— TASK DETAILS —
Filter the data below for the string "white" and copy each matching line.

— PROVIDED DATA —
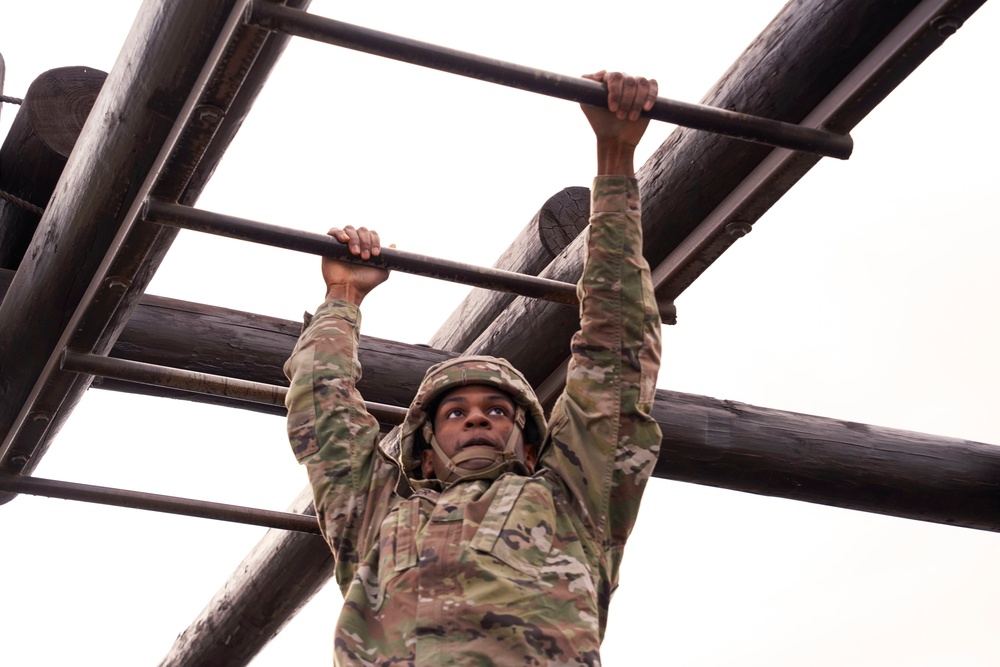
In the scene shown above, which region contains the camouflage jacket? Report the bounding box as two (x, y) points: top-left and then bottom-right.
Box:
(284, 176), (662, 666)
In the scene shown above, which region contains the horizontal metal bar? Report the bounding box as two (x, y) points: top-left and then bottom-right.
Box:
(142, 197), (581, 306)
(60, 349), (408, 425)
(0, 472), (321, 534)
(246, 1), (853, 160)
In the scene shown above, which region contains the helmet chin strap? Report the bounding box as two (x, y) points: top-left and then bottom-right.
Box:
(423, 407), (528, 485)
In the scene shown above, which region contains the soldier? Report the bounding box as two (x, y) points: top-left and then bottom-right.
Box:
(284, 70), (662, 666)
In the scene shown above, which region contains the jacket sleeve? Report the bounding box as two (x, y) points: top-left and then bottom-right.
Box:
(283, 299), (394, 591)
(544, 175), (662, 560)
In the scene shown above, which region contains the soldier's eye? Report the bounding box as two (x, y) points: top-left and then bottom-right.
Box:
(445, 408), (464, 419)
(488, 406), (509, 417)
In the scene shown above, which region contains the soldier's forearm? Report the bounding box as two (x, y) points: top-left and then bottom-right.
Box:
(594, 138), (637, 177)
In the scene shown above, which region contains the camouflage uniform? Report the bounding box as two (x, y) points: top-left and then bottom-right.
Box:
(284, 176), (662, 666)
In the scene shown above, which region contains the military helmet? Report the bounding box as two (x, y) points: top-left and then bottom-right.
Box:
(397, 355), (548, 485)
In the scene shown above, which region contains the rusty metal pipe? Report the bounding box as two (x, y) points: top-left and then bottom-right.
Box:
(245, 0), (853, 160)
(142, 197), (581, 307)
(0, 472), (321, 534)
(60, 349), (408, 425)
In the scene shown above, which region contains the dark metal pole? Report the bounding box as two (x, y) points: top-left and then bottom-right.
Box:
(60, 349), (408, 426)
(245, 1), (854, 160)
(142, 197), (582, 307)
(0, 473), (322, 534)
(65, 348), (286, 405)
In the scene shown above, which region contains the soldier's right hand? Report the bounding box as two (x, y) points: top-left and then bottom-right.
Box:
(323, 225), (390, 306)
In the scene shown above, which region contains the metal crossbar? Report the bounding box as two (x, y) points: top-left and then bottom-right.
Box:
(60, 349), (408, 426)
(245, 1), (854, 159)
(36, 349), (406, 531)
(0, 473), (321, 534)
(143, 197), (580, 304)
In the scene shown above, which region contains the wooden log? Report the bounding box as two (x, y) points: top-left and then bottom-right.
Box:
(429, 186), (589, 352)
(0, 67), (107, 270)
(156, 487), (334, 667)
(0, 0), (313, 499)
(651, 390), (1000, 532)
(11, 258), (993, 533)
(651, 0), (991, 303)
(466, 0), (990, 387)
(106, 294), (453, 418)
(0, 267), (451, 415)
(9, 264), (993, 530)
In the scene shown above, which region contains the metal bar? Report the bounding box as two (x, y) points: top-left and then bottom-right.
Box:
(60, 349), (408, 425)
(0, 473), (321, 534)
(142, 197), (582, 307)
(246, 1), (853, 160)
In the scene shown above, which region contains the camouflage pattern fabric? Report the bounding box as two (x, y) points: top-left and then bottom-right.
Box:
(284, 175), (662, 666)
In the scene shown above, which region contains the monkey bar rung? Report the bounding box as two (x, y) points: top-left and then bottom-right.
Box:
(245, 0), (854, 159)
(60, 349), (408, 427)
(0, 472), (322, 534)
(142, 197), (581, 304)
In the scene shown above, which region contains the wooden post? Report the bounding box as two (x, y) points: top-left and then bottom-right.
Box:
(0, 67), (107, 270)
(430, 186), (590, 352)
(0, 0), (313, 499)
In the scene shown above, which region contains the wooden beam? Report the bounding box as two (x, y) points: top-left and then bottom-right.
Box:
(651, 0), (990, 303)
(156, 487), (333, 667)
(8, 262), (994, 534)
(8, 259), (982, 532)
(158, 1), (993, 664)
(0, 0), (313, 501)
(430, 186), (590, 352)
(0, 267), (450, 415)
(651, 390), (1000, 532)
(0, 66), (107, 270)
(468, 0), (991, 391)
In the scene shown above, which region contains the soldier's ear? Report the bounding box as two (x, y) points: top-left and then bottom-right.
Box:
(525, 443), (538, 472)
(420, 449), (435, 479)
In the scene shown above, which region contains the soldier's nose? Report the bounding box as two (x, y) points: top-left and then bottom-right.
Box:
(465, 409), (490, 427)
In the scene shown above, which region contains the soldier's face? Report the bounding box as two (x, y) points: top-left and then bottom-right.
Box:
(421, 384), (536, 482)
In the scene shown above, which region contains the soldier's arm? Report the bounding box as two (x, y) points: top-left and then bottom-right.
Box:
(282, 228), (394, 591)
(546, 72), (663, 558)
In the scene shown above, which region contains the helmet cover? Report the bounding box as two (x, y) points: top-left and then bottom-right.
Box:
(396, 355), (548, 486)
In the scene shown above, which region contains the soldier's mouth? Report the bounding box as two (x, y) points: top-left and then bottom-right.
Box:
(461, 439), (498, 450)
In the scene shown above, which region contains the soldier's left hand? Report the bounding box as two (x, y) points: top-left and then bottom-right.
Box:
(580, 70), (658, 148)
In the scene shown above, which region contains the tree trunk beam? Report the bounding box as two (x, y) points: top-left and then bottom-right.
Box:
(0, 0), (314, 501)
(430, 186), (590, 352)
(0, 268), (448, 416)
(0, 67), (107, 270)
(651, 390), (1000, 532)
(156, 487), (334, 667)
(5, 263), (989, 531)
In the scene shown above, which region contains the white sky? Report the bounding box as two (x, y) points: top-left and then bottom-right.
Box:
(2, 1), (999, 665)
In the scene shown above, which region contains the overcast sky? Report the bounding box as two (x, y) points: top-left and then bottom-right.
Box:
(2, 1), (999, 665)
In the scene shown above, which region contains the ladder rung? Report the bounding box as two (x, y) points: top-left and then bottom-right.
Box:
(60, 349), (408, 426)
(246, 1), (853, 160)
(0, 472), (322, 534)
(142, 197), (582, 306)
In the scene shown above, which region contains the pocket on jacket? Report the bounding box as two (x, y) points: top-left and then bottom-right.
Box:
(375, 501), (418, 610)
(470, 477), (555, 578)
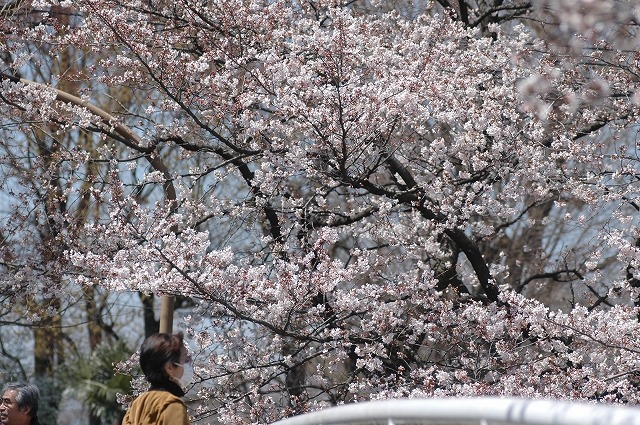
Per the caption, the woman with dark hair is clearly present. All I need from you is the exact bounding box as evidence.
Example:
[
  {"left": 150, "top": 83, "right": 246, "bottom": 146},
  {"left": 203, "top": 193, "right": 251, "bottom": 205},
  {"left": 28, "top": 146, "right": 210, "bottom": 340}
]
[{"left": 122, "top": 332, "right": 193, "bottom": 425}]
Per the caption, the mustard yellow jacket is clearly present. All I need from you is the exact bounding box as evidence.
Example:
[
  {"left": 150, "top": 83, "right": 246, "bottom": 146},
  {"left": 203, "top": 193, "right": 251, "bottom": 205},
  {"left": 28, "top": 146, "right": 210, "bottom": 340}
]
[{"left": 122, "top": 389, "right": 189, "bottom": 425}]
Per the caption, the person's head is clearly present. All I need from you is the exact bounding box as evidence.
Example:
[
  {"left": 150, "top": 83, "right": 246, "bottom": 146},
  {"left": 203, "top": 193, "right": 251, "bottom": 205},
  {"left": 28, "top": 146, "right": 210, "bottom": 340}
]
[
  {"left": 140, "top": 332, "right": 192, "bottom": 388},
  {"left": 0, "top": 382, "right": 39, "bottom": 425}
]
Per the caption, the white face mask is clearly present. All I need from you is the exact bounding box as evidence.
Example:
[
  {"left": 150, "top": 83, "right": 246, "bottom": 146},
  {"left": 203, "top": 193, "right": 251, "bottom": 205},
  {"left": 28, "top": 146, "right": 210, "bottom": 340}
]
[{"left": 173, "top": 362, "right": 194, "bottom": 389}]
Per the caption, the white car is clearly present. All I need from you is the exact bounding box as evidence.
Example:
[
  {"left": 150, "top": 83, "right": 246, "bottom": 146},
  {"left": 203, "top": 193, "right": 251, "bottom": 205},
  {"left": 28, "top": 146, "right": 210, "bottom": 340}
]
[{"left": 271, "top": 397, "right": 640, "bottom": 425}]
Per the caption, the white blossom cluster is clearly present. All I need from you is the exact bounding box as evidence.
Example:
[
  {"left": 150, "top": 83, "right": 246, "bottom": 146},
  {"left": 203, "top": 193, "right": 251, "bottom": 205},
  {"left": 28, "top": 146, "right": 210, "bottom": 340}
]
[{"left": 3, "top": 0, "right": 640, "bottom": 424}]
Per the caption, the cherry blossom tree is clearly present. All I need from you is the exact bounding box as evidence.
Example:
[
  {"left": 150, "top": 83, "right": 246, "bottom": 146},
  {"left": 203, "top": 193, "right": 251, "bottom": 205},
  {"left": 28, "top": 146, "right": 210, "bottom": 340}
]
[
  {"left": 3, "top": 0, "right": 640, "bottom": 424},
  {"left": 0, "top": 3, "right": 146, "bottom": 422}
]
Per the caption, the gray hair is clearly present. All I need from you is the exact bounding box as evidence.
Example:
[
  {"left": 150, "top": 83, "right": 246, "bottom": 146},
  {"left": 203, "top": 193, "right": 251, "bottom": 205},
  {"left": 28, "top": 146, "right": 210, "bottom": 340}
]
[{"left": 1, "top": 382, "right": 39, "bottom": 419}]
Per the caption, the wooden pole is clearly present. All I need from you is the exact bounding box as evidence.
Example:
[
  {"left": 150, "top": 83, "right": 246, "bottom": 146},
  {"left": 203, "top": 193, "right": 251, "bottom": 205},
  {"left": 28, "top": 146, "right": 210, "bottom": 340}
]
[{"left": 159, "top": 295, "right": 175, "bottom": 334}]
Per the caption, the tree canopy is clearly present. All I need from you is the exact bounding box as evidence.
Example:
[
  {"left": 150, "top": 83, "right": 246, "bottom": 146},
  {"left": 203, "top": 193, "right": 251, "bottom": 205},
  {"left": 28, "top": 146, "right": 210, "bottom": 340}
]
[{"left": 2, "top": 0, "right": 640, "bottom": 424}]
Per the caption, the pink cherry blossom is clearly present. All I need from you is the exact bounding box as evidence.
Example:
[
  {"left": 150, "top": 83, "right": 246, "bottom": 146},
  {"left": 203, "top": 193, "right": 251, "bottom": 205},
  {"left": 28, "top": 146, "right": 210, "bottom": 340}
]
[{"left": 2, "top": 1, "right": 640, "bottom": 424}]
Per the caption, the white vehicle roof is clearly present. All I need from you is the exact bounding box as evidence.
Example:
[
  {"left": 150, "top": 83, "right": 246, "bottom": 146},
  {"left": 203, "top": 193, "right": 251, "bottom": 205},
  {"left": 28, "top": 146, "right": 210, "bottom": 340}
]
[{"left": 270, "top": 397, "right": 640, "bottom": 425}]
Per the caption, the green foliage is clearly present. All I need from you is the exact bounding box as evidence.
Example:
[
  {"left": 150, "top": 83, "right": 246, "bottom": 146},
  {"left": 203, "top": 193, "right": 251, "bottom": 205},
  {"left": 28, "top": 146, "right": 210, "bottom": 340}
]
[{"left": 60, "top": 341, "right": 133, "bottom": 425}]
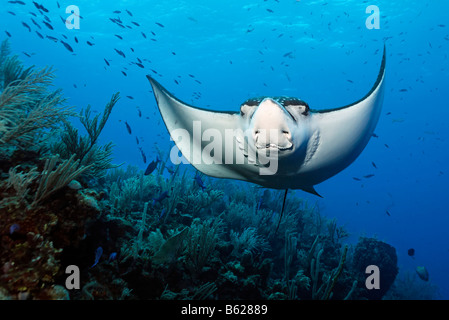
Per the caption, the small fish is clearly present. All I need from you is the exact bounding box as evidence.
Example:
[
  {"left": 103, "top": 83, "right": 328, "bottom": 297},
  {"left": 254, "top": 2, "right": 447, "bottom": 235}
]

— EXPECTED ANSWER —
In the scene shown above, which region contains the white sky? Report the bounding box as two (x, y) points: top-left and then bottom-right.
Per the caption, the white face mask is clearly present. All I need from you is the exact bounding box as evidence.
Per the caption, the white car is clearly present. All I need from you is the exact bounding box as evidence.
Per the caption, the white blossom cluster is clearly present. All I need from you is the exact bounding box as evidence.
Per the caption, the white vehicle roof is clearly present. All I need from you is the exact bounding box as evidence.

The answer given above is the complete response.